• DATASET EXTRACT
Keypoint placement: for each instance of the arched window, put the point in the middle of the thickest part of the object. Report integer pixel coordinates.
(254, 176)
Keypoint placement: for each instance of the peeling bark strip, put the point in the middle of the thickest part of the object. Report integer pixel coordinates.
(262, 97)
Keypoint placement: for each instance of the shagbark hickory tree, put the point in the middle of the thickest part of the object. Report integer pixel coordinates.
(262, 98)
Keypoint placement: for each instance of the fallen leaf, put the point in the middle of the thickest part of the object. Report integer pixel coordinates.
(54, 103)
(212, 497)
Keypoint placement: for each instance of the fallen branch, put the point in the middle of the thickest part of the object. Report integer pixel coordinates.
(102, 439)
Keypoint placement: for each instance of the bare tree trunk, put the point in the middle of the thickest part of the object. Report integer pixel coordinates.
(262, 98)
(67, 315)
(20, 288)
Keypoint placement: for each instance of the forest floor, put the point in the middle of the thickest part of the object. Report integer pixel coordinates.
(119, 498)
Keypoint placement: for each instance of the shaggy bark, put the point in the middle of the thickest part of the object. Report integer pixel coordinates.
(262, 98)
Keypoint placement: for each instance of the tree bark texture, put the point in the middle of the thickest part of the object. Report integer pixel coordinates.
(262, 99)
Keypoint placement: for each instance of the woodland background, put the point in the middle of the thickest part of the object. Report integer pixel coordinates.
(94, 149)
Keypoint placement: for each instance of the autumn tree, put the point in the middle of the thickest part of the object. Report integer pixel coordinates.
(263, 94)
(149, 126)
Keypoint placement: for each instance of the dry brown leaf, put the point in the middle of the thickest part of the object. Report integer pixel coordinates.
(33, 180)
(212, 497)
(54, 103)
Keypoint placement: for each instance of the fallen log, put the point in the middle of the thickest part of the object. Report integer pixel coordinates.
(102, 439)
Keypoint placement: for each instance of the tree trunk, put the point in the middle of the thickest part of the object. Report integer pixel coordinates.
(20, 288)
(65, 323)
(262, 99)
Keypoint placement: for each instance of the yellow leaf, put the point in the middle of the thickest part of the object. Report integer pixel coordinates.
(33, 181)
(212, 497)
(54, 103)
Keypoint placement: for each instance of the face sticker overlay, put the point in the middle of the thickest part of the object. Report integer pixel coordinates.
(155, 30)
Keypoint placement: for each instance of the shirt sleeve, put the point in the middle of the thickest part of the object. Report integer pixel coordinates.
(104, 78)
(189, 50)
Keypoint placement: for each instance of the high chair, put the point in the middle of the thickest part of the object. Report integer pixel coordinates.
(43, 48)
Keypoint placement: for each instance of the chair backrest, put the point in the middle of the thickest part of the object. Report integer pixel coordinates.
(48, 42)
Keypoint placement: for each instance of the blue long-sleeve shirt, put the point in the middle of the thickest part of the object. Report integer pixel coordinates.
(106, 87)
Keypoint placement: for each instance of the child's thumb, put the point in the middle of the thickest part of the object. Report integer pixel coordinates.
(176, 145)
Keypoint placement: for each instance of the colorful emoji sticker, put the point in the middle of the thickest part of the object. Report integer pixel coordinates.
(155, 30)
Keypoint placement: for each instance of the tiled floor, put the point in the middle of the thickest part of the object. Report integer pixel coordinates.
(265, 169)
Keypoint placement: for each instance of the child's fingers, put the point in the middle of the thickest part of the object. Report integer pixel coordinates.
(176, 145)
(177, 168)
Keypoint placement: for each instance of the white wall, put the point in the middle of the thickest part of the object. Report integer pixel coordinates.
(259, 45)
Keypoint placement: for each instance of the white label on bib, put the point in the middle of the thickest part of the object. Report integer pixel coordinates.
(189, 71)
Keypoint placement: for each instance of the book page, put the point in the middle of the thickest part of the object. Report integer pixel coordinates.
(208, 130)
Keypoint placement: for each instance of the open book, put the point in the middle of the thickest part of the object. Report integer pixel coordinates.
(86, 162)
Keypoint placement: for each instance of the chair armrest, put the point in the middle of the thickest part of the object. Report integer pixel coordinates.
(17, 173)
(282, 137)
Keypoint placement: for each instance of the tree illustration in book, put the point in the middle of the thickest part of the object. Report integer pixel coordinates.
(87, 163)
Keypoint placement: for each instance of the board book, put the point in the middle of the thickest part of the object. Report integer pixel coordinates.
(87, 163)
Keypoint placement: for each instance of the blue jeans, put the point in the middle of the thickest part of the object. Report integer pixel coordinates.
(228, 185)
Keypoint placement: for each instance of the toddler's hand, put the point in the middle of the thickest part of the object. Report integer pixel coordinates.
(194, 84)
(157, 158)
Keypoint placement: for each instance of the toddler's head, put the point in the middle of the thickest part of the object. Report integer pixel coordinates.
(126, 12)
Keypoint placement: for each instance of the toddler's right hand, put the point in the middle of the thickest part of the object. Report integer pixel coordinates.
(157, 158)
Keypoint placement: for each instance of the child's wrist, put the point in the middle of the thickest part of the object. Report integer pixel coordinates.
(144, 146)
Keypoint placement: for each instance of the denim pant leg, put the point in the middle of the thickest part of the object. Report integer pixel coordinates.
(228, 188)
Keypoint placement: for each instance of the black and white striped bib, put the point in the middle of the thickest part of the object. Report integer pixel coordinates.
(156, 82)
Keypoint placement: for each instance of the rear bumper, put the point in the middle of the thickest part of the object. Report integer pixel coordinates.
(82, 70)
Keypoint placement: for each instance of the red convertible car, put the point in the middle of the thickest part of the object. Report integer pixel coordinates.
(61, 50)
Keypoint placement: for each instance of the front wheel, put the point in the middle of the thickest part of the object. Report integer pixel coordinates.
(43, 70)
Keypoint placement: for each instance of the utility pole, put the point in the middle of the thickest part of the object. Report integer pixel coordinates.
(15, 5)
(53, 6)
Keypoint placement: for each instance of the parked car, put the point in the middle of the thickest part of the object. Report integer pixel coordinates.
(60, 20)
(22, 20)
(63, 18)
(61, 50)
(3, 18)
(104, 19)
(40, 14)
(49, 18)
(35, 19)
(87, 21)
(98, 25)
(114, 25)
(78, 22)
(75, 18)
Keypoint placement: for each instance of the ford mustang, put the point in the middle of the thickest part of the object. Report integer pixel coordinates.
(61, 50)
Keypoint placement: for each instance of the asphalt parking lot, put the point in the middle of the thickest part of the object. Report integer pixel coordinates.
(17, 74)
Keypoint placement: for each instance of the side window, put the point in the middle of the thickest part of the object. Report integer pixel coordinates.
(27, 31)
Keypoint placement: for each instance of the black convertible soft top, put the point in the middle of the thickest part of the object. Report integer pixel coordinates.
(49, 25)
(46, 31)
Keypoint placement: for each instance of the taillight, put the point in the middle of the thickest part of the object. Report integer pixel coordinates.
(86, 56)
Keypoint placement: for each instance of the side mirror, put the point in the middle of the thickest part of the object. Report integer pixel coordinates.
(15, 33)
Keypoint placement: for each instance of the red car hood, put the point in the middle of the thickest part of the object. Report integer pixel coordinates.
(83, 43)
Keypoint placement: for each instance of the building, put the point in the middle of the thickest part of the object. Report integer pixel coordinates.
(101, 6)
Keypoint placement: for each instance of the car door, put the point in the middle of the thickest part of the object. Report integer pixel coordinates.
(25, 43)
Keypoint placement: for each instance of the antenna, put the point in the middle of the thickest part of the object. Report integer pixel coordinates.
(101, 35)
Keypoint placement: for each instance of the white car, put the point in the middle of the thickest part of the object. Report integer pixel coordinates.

• REQUIRED WORK
So that nothing is lost, write out each record exactly as it appears above.

• FINAL ANSWER
Keypoint placement: for each instance of the arched window, put the point in the middle of the thickest part of the object. Report integer pixel coordinates.
(254, 176)
Keypoint placement: for each instance of the peeling bark strip, put the point in the middle of the thickest part of the object. Report integer pixel coordinates.
(262, 97)
Keypoint placement: for each instance of the shagbark hickory tree, put the point in the middle of the thickest part of the object. Report integer pixel coordinates.
(262, 98)
Keypoint placement: for each instance of the fallen leaf, put the point in the middle of the thickest part of the object. Report integer pixel coordinates.
(54, 103)
(212, 497)
Keypoint placement: for each instance of the fallen branch, put the point in the middle of the thickest part of the object. Report integer pixel coordinates.
(102, 439)
Keypoint placement: for each instance of the bare tree trunk, put the point in the middle of the thickest part of the object. Report integer pixel coordinates.
(262, 98)
(67, 315)
(20, 288)
Keypoint placement: for each instance of the forest floor, put the point in the middle of the thickest part of the object. Report integer pixel coordinates.
(119, 498)
Keypoint placement: for each instance of the shaggy bark, put the point in the middle of the thickest part of the object. Report integer pixel coordinates.
(262, 98)
Keypoint placement: for each instance of the tree bark texture, put the point in the middle of the thickest part of the object. Report integer pixel coordinates.
(262, 99)
Keypoint placement: for each instance of the woodland background, put the point in the middle of the thickest part of the object. Report integer pixel coordinates.
(94, 149)
Keypoint placement: for each instance of the autumn tree, put the point in the middle of the thickest part of the object. Report integer pixel coordinates.
(263, 94)
(149, 126)
Keypoint placement: for each instance of the dry brown leaf, put the point in the middle of the thickest part of the object. Report integer pixel coordinates.
(33, 180)
(212, 497)
(54, 103)
Keypoint placement: for each instance of the fallen log, put the point in the middle of the thickest part of the object. Report integer pixel coordinates.
(102, 439)
Keypoint placement: for each instance of the tree trunk, put the point in the middle of the thickest part of the object. Report integer pixel coordinates.
(20, 288)
(65, 323)
(262, 99)
Keypoint placement: for each instance of the yellow leaf, put the point in the middle of the thickest part of the object. Report integer pixel coordinates.
(33, 181)
(212, 497)
(54, 103)
Keypoint placement: for each instance of the face sticker overlay, put the point in the middle of the thickest part of the object. Report integer pixel coordinates.
(155, 30)
Keypoint placement: for each instance of the shirt sleeve, put the point in the middle of the thickest part of the object. Report integer pixel coordinates.
(104, 78)
(189, 50)
Keypoint placement: for each instance of the high chair, put the point in the middle of the thickest part of the object. Report integer pixel coordinates.
(43, 48)
Keypoint placement: for each instance of the chair backrest, put the point in the middle of the thickest part of the object. Report integer pixel coordinates.
(48, 42)
Keypoint placement: for each instance of the blue long-sleeve shirt, put the point in the middle of the thickest part of the object. Report integer pixel coordinates.
(106, 87)
Keypoint placement: for each instance of the child's thumb, put the point in the middle of the thickest part of the object. Report integer pixel coordinates.
(176, 145)
Keypoint placement: for each instance of the colorful emoji sticker, put the point in the middle of the thickest part of the object. Report integer pixel coordinates.
(155, 30)
Keypoint placement: for each instance of the tiled floor, put the point in the middle of the thickest part of the object. Report integer pixel coordinates.
(265, 169)
Keypoint placement: for each instance of the child's fingers, put the point in the middle of the thickest part of the object. Report integer pixel coordinates.
(176, 145)
(177, 168)
Keypoint placement: for each instance of the white wall, put the point in the middle of the thickest part of the object. Report integer pixel coordinates.
(259, 45)
Keypoint placement: for each instance of the white label on bib, put the point in the middle of the thickest part of the object. Report integer pixel coordinates.
(189, 71)
Keypoint placement: for each instance of the book page, put the point in the middle of the thickest part of the object. Report integer pixel coordinates.
(208, 130)
Keypoint placement: for each instance of the open book, put the point in the middle of the thickest part of the object. Report integer pixel coordinates.
(86, 162)
Keypoint placement: for each instance of the chair armrest, put the point in the middle of the thickest part of the object. Report integer pixel coordinates.
(17, 173)
(282, 137)
Keypoint placement: for each instance of the tree illustration in book, put the point in the middle of the thickest part of the object. Report integer pixel coordinates.
(87, 163)
Keypoint placement: for each instance of the board book, put the point in the middle of the thickest part of the object. Report integer pixel coordinates.
(87, 163)
Keypoint placement: for each instance of the blue jeans, put the point in the middle of the thickest part of the object. Report integer pixel coordinates.
(228, 185)
Keypoint placement: for each instance of the toddler's hand, put the point in the middle of the thickest part of the object. Report integer pixel coordinates.
(194, 84)
(157, 158)
Keypoint placement: for each instance of the toddler's head, put the point in the middle of the thickest part of the object. Report integer pixel coordinates.
(126, 12)
Keypoint placement: for each instance of the toddler's right hand, put the point in the middle of the thickest part of the object. Report integer pixel coordinates.
(157, 158)
Keypoint placement: for each instance of the child's wrist, put the point in the middle of the thickest part of the object. Report integer pixel coordinates.
(144, 146)
Keypoint placement: for each instance of the denim pant leg, put the point in the middle of the thickest part of the object. Report integer pixel coordinates.
(228, 188)
Keypoint placement: for each instance of the black and white striped bib, put the point in the middle of the thickest part of the object. Report integer pixel coordinates.
(156, 82)
Keypoint placement: for each instance of the rear bumper, put the point in the middle of the thickest part of the object. Report integer pixel coordinates.
(82, 70)
Keypoint placement: for each instance of the red convertible car, put the point in the middle of the thickest part of the object. Report integer pixel coordinates.
(61, 50)
Keypoint placement: for each instance of the front wheel, put the point in the middle of the thickest part of the object. Report integer pixel coordinates.
(43, 70)
Keypoint placement: for each instance of the utility pole, put the point in the middle of the thickest part of the object. Report integer pixel coordinates.
(15, 5)
(53, 6)
Keypoint placement: for each instance of the parked car, put the point in the middle of the thickest part of the object. Report integer pixel coordinates.
(60, 20)
(22, 20)
(63, 18)
(61, 50)
(3, 18)
(104, 19)
(40, 14)
(49, 18)
(35, 19)
(87, 21)
(98, 25)
(114, 25)
(78, 22)
(75, 18)
Keypoint placement: for each instance of the ford mustang, put the point in the middle of the thickest part of the object. Report integer pixel coordinates.
(61, 50)
Keypoint placement: for each instance of the asphalt parking lot, put the point in the middle of the thickest part of the object. Report integer pixel coordinates.
(17, 74)
Keypoint placement: for each instance of the side window, put the point in the middle of the thickest part of the object. Report integer pixel coordinates.
(27, 31)
Keypoint placement: for each instance of the black convertible soft top, put the point in the middle of the thickest part of the object. Report integer pixel coordinates.
(49, 25)
(46, 31)
Keypoint placement: for each instance of the taillight, put the point in the middle of the thickest part of the object. Report integer pixel coordinates.
(86, 56)
Keypoint placement: for each instance of the side mirror, put the point in the middle of the thickest part of the object. Report integer pixel coordinates.
(15, 33)
Keypoint placement: for each instance of the red car hood, put the point in the middle of the thickest part of the object. Report integer pixel coordinates.
(83, 43)
Keypoint placement: for each instance of the building, put the point in the middle of the thickest part of the object. Report integer pixel coordinates.
(101, 6)
Keypoint placement: for each instance of the car door, put the point in the middle of the thickest part of the object. Report integer pixel coordinates.
(25, 43)
Keypoint placement: for each instance of the antenna, put the point in the middle of the thickest part of the object. Report integer pixel coordinates.
(101, 35)
Keypoint placement: for each instance of the white car, put the point in the middle of the thickest part of the object. Report integer pixel coordinates.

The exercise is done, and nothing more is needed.